**What the task asks:** Please return exactly the lines from the top of the data through the line that contains "17L0 23V204L479 220L602", and skip all pictures.

Source data:
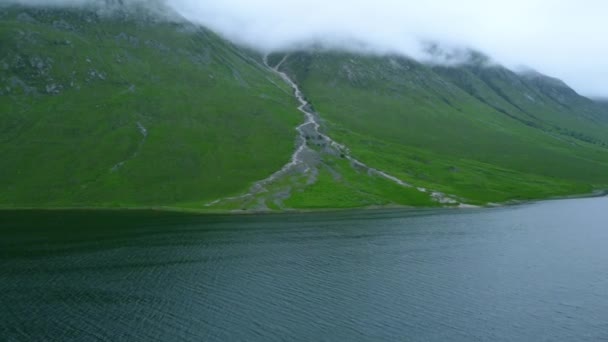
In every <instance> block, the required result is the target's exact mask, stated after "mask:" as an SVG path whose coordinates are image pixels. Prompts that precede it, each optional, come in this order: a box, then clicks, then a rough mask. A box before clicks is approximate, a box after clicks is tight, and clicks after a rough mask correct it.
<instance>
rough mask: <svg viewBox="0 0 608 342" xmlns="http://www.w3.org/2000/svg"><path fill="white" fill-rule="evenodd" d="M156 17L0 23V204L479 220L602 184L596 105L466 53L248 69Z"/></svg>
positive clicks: (229, 56) (63, 20)
mask: <svg viewBox="0 0 608 342" xmlns="http://www.w3.org/2000/svg"><path fill="white" fill-rule="evenodd" d="M158 6H160V5H158ZM155 8H156V10H154V11H152V12H150V11H148V10H142V9H137V10H134V9H133V8H130V7H129V8H127V7H126V6H125V5H124V4H122V2H114V3H113V4H112V5H111V6H110V7H108V6H102V7H101V9H102V10H100V8H88V9H82V8H80V9H75V8H74V9H66V8H63V9H58V8H46V9H40V8H36V9H34V8H28V7H19V6H12V7H4V8H0V42H1V44H0V156H2V158H1V159H0V189H2V191H1V192H0V206H2V207H175V208H193V209H197V210H210V211H216V210H242V209H248V210H268V209H274V210H279V209H283V210H284V209H292V208H294V209H300V208H304V209H306V208H347V207H367V206H380V205H381V206H385V205H411V206H439V205H458V204H461V203H466V204H477V205H484V204H488V203H493V202H506V201H510V200H523V199H539V198H547V197H551V196H565V195H572V194H581V193H589V192H591V191H593V190H594V189H598V188H604V187H605V186H606V184H608V154H607V153H606V152H608V134H607V133H608V106H606V105H605V104H602V103H599V102H597V101H592V100H589V99H587V98H585V97H583V96H580V95H579V94H577V93H576V92H575V91H574V90H572V89H571V88H569V87H568V86H567V85H566V84H565V83H563V82H562V81H560V80H557V79H554V78H550V77H547V76H545V75H542V74H540V73H537V72H534V71H526V72H521V73H516V72H513V71H510V70H508V69H506V68H504V67H501V66H499V65H495V64H492V63H488V60H487V58H485V57H483V55H481V54H476V53H473V54H472V56H473V57H474V58H470V59H469V60H468V62H466V63H462V64H458V65H450V66H440V65H426V64H422V63H419V62H416V61H414V60H412V59H409V58H406V57H403V56H371V55H359V54H354V53H346V52H339V51H327V50H310V51H298V52H289V53H274V54H272V55H270V56H268V57H267V58H264V57H263V56H260V55H258V54H257V53H255V52H253V51H249V50H247V49H243V48H240V47H237V46H235V45H233V44H231V43H229V42H227V41H226V40H224V39H222V38H221V37H219V36H217V35H216V34H214V33H213V32H210V31H209V30H207V29H204V28H200V27H196V26H194V25H191V24H188V23H185V22H184V21H182V20H180V19H179V18H177V17H176V16H175V15H173V14H171V13H167V12H166V11H162V9H161V8H160V7H155ZM159 12H162V13H163V15H162V16H159V15H158V13H159ZM291 82H293V84H292V83H291ZM294 89H295V90H297V91H296V96H294ZM298 106H300V110H298ZM294 151H295V152H294Z"/></svg>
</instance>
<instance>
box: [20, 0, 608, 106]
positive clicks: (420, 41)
mask: <svg viewBox="0 0 608 342" xmlns="http://www.w3.org/2000/svg"><path fill="white" fill-rule="evenodd" d="M12 1H13V2H18V3H22V4H30V5H31V4H34V5H45V4H46V5H59V4H68V5H83V4H92V3H93V4H99V3H102V2H106V1H111V2H114V3H119V2H122V1H120V0H12ZM123 1H124V3H138V4H140V5H141V4H146V6H150V5H151V4H152V3H154V4H156V5H158V4H159V3H161V2H164V3H165V4H166V5H167V6H169V7H171V8H172V9H173V10H174V11H176V12H177V13H179V14H180V15H182V16H183V17H185V18H187V19H188V20H191V21H193V22H195V23H198V24H202V25H205V26H207V27H209V28H210V29H213V30H215V31H216V32H218V33H220V34H222V35H223V36H225V37H226V38H228V39H230V40H232V41H234V42H236V43H239V44H243V45H247V46H249V47H254V48H256V49H258V50H261V51H263V52H269V51H277V50H290V49H291V50H293V49H299V48H306V47H310V46H323V47H327V48H342V49H347V50H355V51H363V52H368V53H369V52H371V53H377V54H393V53H400V54H405V55H408V56H410V57H413V58H416V59H419V60H424V61H429V59H430V61H433V62H441V61H442V60H443V61H444V62H447V63H453V62H455V61H458V60H459V59H461V58H463V57H465V56H466V51H471V50H470V48H472V49H474V50H477V51H483V52H484V53H487V54H488V56H491V60H492V61H495V62H496V63H501V64H505V65H506V66H508V67H511V68H512V67H514V66H517V65H522V64H523V65H528V66H530V67H532V68H535V69H537V70H540V71H542V72H543V73H547V74H551V75H554V76H556V77H559V78H560V79H563V80H565V81H566V82H567V83H568V84H571V85H572V86H573V87H574V88H576V89H577V90H578V91H580V92H581V93H583V94H587V95H592V96H606V95H608V58H605V56H607V55H608V45H607V44H603V41H604V40H605V37H606V36H608V25H606V24H605V13H608V2H606V1H602V0H586V1H574V0H564V1H558V2H556V1H553V0H512V1H508V2H507V1H501V2H498V1H483V0H462V1H458V2H453V1H450V2H448V1H444V0H429V1H424V2H421V1H409V0H406V1H401V0H374V1H371V0H361V1H352V0H333V1H325V0H289V1H278V0H221V1H220V0H158V1H149V0H148V1H146V0H123ZM421 42H422V43H421ZM424 42H436V45H437V46H442V50H441V51H440V54H437V53H438V51H433V52H434V53H435V54H434V55H433V54H431V55H429V50H428V47H429V46H428V44H425V43H424ZM445 47H450V48H445Z"/></svg>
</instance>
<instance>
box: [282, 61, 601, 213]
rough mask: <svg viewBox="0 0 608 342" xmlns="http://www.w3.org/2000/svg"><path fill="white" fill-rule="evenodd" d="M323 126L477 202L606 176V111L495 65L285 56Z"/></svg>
mask: <svg viewBox="0 0 608 342" xmlns="http://www.w3.org/2000/svg"><path fill="white" fill-rule="evenodd" d="M283 68H285V69H286V70H288V72H289V73H290V74H291V75H293V77H294V78H295V79H296V80H297V82H298V83H299V84H301V86H302V88H303V91H304V93H306V95H307V96H308V98H309V99H310V101H311V102H312V104H313V105H314V106H315V108H316V110H317V111H318V112H319V114H320V116H321V117H322V118H324V119H325V120H326V127H327V130H328V132H329V135H331V136H333V137H334V138H335V139H336V140H337V141H339V142H341V143H344V144H346V145H348V146H349V147H350V148H351V149H352V152H353V154H354V155H356V156H358V157H359V158H360V159H363V160H366V161H367V162H368V164H370V165H371V166H373V167H377V168H381V169H383V170H386V171H389V172H391V173H392V174H393V175H395V176H398V177H400V178H401V179H404V180H406V181H408V182H410V183H412V184H416V185H421V186H425V187H428V188H431V189H437V190H441V191H443V192H446V193H449V194H454V195H457V196H460V197H462V198H463V199H464V201H465V202H469V203H487V202H495V201H499V202H502V201H507V200H513V199H532V198H543V197H547V196H554V195H564V194H570V193H576V192H585V191H590V190H591V189H592V187H593V186H594V185H603V184H606V183H607V179H608V177H607V175H608V174H607V171H608V163H607V162H608V154H607V153H606V152H608V150H606V143H607V142H608V134H607V133H608V112H606V110H605V108H602V107H601V106H598V105H597V104H595V103H594V102H592V101H590V100H588V99H586V98H583V97H581V96H579V95H577V94H576V93H575V92H574V91H572V90H571V89H570V88H568V87H567V86H565V85H564V84H563V83H561V82H556V81H555V80H553V79H550V78H547V77H544V76H539V75H530V74H526V75H519V74H515V73H513V72H511V71H509V70H507V69H504V68H502V67H497V66H488V67H485V66H484V67H482V66H480V65H475V64H471V65H461V66H454V67H431V66H426V65H422V64H420V63H417V62H415V61H412V60H409V59H406V58H400V57H365V56H356V55H352V54H345V53H297V54H292V55H291V56H290V58H288V60H287V61H286V62H285V63H284V64H283Z"/></svg>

**Answer to this exercise:**
In every <instance> block, the required result is the target's exact mask, stated after "mask:" as an SVG path whose coordinates are image pixels. Prompts that precede it, each optional, come in this order: a box, then clicks, then a rough mask. A box before clicks is approximate, a box after clicks is tight, and clicks after a rough mask correct it.
<instance>
rough mask: <svg viewBox="0 0 608 342" xmlns="http://www.w3.org/2000/svg"><path fill="white" fill-rule="evenodd" d="M156 17L0 23V204L479 220L602 184L596 105L466 53L248 69Z"/></svg>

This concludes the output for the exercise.